INPUT ROWS
▼▼▼

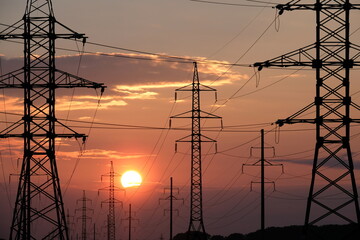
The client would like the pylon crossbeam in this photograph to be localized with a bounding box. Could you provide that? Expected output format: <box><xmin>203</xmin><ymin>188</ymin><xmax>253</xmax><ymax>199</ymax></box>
<box><xmin>254</xmin><ymin>0</ymin><xmax>360</xmax><ymax>236</ymax></box>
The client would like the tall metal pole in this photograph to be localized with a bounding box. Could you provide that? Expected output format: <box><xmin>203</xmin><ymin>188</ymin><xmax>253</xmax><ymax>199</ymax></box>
<box><xmin>159</xmin><ymin>177</ymin><xmax>184</xmax><ymax>240</ymax></box>
<box><xmin>99</xmin><ymin>161</ymin><xmax>124</xmax><ymax>240</ymax></box>
<box><xmin>0</xmin><ymin>0</ymin><xmax>104</xmax><ymax>239</ymax></box>
<box><xmin>242</xmin><ymin>129</ymin><xmax>284</xmax><ymax>240</ymax></box>
<box><xmin>171</xmin><ymin>62</ymin><xmax>220</xmax><ymax>239</ymax></box>
<box><xmin>254</xmin><ymin>0</ymin><xmax>360</xmax><ymax>238</ymax></box>
<box><xmin>260</xmin><ymin>129</ymin><xmax>265</xmax><ymax>240</ymax></box>
<box><xmin>75</xmin><ymin>190</ymin><xmax>94</xmax><ymax>240</ymax></box>
<box><xmin>129</xmin><ymin>203</ymin><xmax>132</xmax><ymax>240</ymax></box>
<box><xmin>170</xmin><ymin>177</ymin><xmax>174</xmax><ymax>240</ymax></box>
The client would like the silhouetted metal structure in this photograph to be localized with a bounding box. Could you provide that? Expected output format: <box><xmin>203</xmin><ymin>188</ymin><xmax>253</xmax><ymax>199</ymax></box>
<box><xmin>121</xmin><ymin>203</ymin><xmax>139</xmax><ymax>240</ymax></box>
<box><xmin>0</xmin><ymin>0</ymin><xmax>104</xmax><ymax>239</ymax></box>
<box><xmin>99</xmin><ymin>161</ymin><xmax>124</xmax><ymax>240</ymax></box>
<box><xmin>254</xmin><ymin>0</ymin><xmax>360</xmax><ymax>238</ymax></box>
<box><xmin>242</xmin><ymin>129</ymin><xmax>284</xmax><ymax>240</ymax></box>
<box><xmin>159</xmin><ymin>177</ymin><xmax>184</xmax><ymax>240</ymax></box>
<box><xmin>75</xmin><ymin>190</ymin><xmax>94</xmax><ymax>240</ymax></box>
<box><xmin>171</xmin><ymin>62</ymin><xmax>221</xmax><ymax>236</ymax></box>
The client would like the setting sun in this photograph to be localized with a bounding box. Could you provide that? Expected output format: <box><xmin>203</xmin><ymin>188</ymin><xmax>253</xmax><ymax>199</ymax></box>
<box><xmin>121</xmin><ymin>171</ymin><xmax>142</xmax><ymax>188</ymax></box>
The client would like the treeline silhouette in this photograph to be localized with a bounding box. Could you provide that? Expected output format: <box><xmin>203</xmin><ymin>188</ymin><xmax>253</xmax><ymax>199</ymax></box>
<box><xmin>173</xmin><ymin>224</ymin><xmax>360</xmax><ymax>240</ymax></box>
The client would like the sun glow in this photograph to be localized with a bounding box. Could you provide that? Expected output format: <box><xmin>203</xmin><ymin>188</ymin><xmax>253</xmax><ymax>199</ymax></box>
<box><xmin>121</xmin><ymin>171</ymin><xmax>142</xmax><ymax>188</ymax></box>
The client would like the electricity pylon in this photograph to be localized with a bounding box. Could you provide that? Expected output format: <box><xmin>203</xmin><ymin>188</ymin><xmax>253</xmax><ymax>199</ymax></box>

▲▲▲

PROMPT
Rewrite all of the items above with "client" replaced by "customer" wherever it occurs, and leave everything else unchanged. Omit the pictures from your version.

RESULT OF THIS EXERCISE
The customer would like the pylon crossbeam in this photograph to be localized with a bounding box. Could you provide that? Expected output format: <box><xmin>203</xmin><ymin>188</ymin><xmax>253</xmax><ymax>199</ymax></box>
<box><xmin>254</xmin><ymin>0</ymin><xmax>360</xmax><ymax>236</ymax></box>
The customer would like the tall metal pole in this photograph to be localized with a bounding box. Could you provide that? Expected output format: <box><xmin>203</xmin><ymin>188</ymin><xmax>253</xmax><ymax>199</ymax></box>
<box><xmin>159</xmin><ymin>177</ymin><xmax>184</xmax><ymax>240</ymax></box>
<box><xmin>99</xmin><ymin>161</ymin><xmax>124</xmax><ymax>240</ymax></box>
<box><xmin>0</xmin><ymin>0</ymin><xmax>104</xmax><ymax>239</ymax></box>
<box><xmin>242</xmin><ymin>129</ymin><xmax>284</xmax><ymax>240</ymax></box>
<box><xmin>171</xmin><ymin>62</ymin><xmax>220</xmax><ymax>239</ymax></box>
<box><xmin>254</xmin><ymin>0</ymin><xmax>360</xmax><ymax>238</ymax></box>
<box><xmin>260</xmin><ymin>129</ymin><xmax>265</xmax><ymax>240</ymax></box>
<box><xmin>75</xmin><ymin>190</ymin><xmax>94</xmax><ymax>240</ymax></box>
<box><xmin>129</xmin><ymin>203</ymin><xmax>132</xmax><ymax>240</ymax></box>
<box><xmin>170</xmin><ymin>177</ymin><xmax>174</xmax><ymax>240</ymax></box>
The customer would like the silhouetted metal structure in this photograph to be localized with a bounding box. Could you provide that? Expected output format: <box><xmin>203</xmin><ymin>188</ymin><xmax>253</xmax><ymax>199</ymax></box>
<box><xmin>121</xmin><ymin>203</ymin><xmax>139</xmax><ymax>240</ymax></box>
<box><xmin>0</xmin><ymin>0</ymin><xmax>104</xmax><ymax>239</ymax></box>
<box><xmin>99</xmin><ymin>161</ymin><xmax>124</xmax><ymax>240</ymax></box>
<box><xmin>254</xmin><ymin>0</ymin><xmax>360</xmax><ymax>238</ymax></box>
<box><xmin>242</xmin><ymin>129</ymin><xmax>284</xmax><ymax>240</ymax></box>
<box><xmin>159</xmin><ymin>177</ymin><xmax>184</xmax><ymax>240</ymax></box>
<box><xmin>75</xmin><ymin>190</ymin><xmax>94</xmax><ymax>240</ymax></box>
<box><xmin>171</xmin><ymin>62</ymin><xmax>221</xmax><ymax>236</ymax></box>
The customer would like the setting sun in this photograph to be localized with a bounding box. Could you provide that? Expected output format: <box><xmin>203</xmin><ymin>188</ymin><xmax>253</xmax><ymax>199</ymax></box>
<box><xmin>121</xmin><ymin>171</ymin><xmax>142</xmax><ymax>188</ymax></box>
The customer would like the treeline silhouette in this photograph to be localized with a bounding box. Could you provide that? Expected output format: <box><xmin>203</xmin><ymin>188</ymin><xmax>253</xmax><ymax>199</ymax></box>
<box><xmin>173</xmin><ymin>224</ymin><xmax>360</xmax><ymax>240</ymax></box>
The customer would like the sun glow in this photograph to be localized with a bounding box. Could you provide that? Expected output format: <box><xmin>203</xmin><ymin>188</ymin><xmax>253</xmax><ymax>199</ymax></box>
<box><xmin>121</xmin><ymin>171</ymin><xmax>142</xmax><ymax>188</ymax></box>
The customer would like the electricity pylon in this photograph to be localized with a bounding box. Could you provide that? Expected output format: <box><xmin>203</xmin><ymin>188</ymin><xmax>253</xmax><ymax>199</ymax></box>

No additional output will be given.